**Activity A**
According to the text on Ruth Bader Ginsburg, at which university did she complete her law degree?
**Activity B**
Say whether each statement agrees with the text on Ruth Bader Ginsburg. Answer yes or no for each and quote the deciding words from the text. (i) Ginsburg was appointed to the U.S. Court of Appeals for Washington, D.C. in 1980. (ii) Ginsburg was the first woman to sit at the Supreme Court bench. (iii) The Obergefell Vs. Hodges case was decided in 2010.
**Activity C**
List every year or decade mentioned in the text on Ruth Bader Ginsburg.

**Supplied text**
· · · · ·

She grew up in Flatbush with her family and went on to complete her law degree at Columbia University.
Ginsburg was known as a champion of women’s rights, taking on groundbreaking gender discrimination cases in the 1970s before being appointed to the U.S. Court of Appeals for Washington, D.C. in 1980 and then to the Supreme Court in 1993.
She was the second woman to sit at the Supreme Court bench and the longest serving Jewish Supreme Court justice.
As justice, Ginsburg played a big role in the landmark case of the United States vs. Virginia in 1996. The court ruled that qualified women could not be denied admission to Virginia Military Institute. The ruling made the university the last all-male public school in the country.
Referred to by some as the “Notorious RBG,” she also was part of the Obergefell Vs. Hodges 2015 case that granted same sex couples the right to get married in all 50 states.
Brooklyn is keeping her legacy alive with a bronze statue at City Point, Brooklyn and renaming the Brooklyn Municipal Buildings to the Justice Ruth Bader Ginsburg Municipal Building.
“I miss her wisdom,” one person told News 12. “And I really wish she was here. Biden could use her help.”
A current building at New York City Health + Hospitals/Coney Island and one in construction will also be called Ruth Bader Ginsburg Hospital.

· · · · ·

**The data**

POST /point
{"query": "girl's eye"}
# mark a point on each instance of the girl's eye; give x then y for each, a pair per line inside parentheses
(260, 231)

· · · · ·

**Expected output A**
Columbia University

**Expected output B**
(i) Yes: "being appointed to the U.S. Court of Appeals for Washington, D.C. in 1980"
(ii) No: "She was the second woman to sit at the Supreme Court bench"
(iii) No: "the Obergefell Vs. Hodges 2015 case"

**Expected output C**
1970s, 1980, 1993, 1996, 2015